INPUT RECORDS -
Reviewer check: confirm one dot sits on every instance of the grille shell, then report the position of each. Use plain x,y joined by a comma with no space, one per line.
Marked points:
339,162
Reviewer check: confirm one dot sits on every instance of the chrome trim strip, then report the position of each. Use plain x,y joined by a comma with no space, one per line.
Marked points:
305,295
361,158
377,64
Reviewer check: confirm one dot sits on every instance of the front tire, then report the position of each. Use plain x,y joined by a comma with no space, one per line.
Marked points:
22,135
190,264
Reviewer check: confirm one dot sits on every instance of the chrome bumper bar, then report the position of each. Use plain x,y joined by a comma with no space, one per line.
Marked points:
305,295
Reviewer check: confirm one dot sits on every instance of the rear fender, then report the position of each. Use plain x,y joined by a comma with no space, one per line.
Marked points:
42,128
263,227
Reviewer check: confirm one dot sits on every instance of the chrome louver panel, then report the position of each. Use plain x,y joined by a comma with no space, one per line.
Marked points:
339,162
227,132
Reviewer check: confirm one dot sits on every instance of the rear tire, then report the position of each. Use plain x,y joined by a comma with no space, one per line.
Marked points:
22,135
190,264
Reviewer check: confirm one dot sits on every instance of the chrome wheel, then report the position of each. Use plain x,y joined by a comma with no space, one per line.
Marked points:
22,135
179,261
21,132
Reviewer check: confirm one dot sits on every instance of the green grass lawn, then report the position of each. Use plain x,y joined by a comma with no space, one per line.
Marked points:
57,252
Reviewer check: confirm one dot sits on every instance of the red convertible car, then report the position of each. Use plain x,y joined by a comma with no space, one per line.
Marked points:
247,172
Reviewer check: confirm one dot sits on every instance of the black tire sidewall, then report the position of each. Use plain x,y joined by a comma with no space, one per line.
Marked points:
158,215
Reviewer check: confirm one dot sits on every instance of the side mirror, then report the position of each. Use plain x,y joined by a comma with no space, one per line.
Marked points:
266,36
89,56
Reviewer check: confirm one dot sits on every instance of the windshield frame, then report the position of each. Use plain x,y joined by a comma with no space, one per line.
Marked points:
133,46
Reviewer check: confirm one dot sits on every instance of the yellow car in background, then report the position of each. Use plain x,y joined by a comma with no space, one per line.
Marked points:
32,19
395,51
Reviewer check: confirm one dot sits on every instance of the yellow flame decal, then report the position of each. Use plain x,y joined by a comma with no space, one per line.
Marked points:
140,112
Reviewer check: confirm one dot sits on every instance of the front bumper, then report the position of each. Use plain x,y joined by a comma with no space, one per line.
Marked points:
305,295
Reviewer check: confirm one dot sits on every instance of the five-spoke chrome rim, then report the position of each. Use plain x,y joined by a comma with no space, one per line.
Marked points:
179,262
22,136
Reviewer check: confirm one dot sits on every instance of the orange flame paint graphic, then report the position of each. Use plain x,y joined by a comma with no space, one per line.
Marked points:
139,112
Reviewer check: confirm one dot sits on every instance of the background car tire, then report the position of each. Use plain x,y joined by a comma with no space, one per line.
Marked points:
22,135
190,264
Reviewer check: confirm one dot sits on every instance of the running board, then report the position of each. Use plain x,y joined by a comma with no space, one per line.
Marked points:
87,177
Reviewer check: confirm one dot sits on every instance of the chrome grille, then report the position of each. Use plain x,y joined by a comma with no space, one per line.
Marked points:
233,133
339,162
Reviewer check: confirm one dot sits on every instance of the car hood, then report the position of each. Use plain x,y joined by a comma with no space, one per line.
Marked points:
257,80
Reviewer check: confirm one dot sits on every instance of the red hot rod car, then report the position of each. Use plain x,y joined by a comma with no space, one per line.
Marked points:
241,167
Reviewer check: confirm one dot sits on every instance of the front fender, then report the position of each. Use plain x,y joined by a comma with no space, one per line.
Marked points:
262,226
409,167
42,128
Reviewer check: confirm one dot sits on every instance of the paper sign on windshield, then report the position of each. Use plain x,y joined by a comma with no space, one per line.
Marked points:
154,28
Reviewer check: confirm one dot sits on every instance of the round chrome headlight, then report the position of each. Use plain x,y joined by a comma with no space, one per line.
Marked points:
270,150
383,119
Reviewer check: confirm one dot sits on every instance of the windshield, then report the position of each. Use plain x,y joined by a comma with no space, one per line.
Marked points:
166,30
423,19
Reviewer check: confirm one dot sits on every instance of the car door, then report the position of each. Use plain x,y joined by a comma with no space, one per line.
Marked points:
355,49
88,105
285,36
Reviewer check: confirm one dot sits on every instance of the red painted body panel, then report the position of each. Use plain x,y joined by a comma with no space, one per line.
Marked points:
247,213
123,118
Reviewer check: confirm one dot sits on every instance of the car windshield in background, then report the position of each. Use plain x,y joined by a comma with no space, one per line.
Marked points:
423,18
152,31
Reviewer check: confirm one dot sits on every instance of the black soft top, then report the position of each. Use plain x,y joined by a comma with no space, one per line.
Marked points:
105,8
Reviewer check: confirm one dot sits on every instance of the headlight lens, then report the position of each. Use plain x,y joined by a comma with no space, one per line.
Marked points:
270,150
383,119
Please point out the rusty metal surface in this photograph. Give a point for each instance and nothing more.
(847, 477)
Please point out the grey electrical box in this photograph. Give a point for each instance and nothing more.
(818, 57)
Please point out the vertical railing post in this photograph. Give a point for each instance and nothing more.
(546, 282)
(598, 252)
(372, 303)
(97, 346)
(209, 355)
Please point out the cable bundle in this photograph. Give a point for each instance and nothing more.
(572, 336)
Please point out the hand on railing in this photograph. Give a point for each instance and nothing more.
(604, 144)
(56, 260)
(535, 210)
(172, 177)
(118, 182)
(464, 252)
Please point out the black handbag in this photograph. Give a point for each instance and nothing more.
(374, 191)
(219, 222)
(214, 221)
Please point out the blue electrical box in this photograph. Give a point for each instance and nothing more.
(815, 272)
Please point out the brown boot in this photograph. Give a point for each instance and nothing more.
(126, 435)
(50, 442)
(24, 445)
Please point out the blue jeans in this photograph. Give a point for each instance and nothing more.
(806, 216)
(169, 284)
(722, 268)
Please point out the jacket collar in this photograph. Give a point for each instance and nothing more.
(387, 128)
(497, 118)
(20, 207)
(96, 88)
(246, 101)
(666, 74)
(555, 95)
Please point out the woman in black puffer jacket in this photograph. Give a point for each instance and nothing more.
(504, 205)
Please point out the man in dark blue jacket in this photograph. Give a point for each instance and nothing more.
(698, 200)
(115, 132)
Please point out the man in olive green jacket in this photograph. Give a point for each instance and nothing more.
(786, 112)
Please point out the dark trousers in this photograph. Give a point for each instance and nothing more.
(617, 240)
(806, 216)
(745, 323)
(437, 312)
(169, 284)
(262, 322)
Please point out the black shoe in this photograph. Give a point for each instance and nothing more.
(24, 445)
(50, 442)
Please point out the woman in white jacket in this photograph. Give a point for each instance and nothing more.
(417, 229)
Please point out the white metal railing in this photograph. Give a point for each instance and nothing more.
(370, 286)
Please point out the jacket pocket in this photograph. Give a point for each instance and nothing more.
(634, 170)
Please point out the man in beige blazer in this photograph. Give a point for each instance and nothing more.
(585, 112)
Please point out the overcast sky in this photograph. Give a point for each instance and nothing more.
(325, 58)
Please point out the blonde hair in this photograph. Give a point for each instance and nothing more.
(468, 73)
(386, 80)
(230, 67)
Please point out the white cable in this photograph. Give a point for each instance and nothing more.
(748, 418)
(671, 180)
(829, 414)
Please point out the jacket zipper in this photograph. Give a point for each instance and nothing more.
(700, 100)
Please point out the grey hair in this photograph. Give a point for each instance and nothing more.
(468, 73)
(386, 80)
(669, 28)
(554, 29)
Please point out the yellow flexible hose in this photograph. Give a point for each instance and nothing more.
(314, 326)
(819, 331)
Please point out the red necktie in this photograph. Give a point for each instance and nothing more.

ACTIVITY -
Show every line in the entries above that contains the string "rear".

SOLUTION FOR THIS PROBLEM -
Reviewer check: confirm one dot sits on every instance of the rear fender, then report the position of each. Use plain x,y joined by a comma with no space, one per line.
Reviewer check: confirm one dot sits on every instance of the rear tire, then report the position of each. Use plain x,y joined by a comma with no space, one per line.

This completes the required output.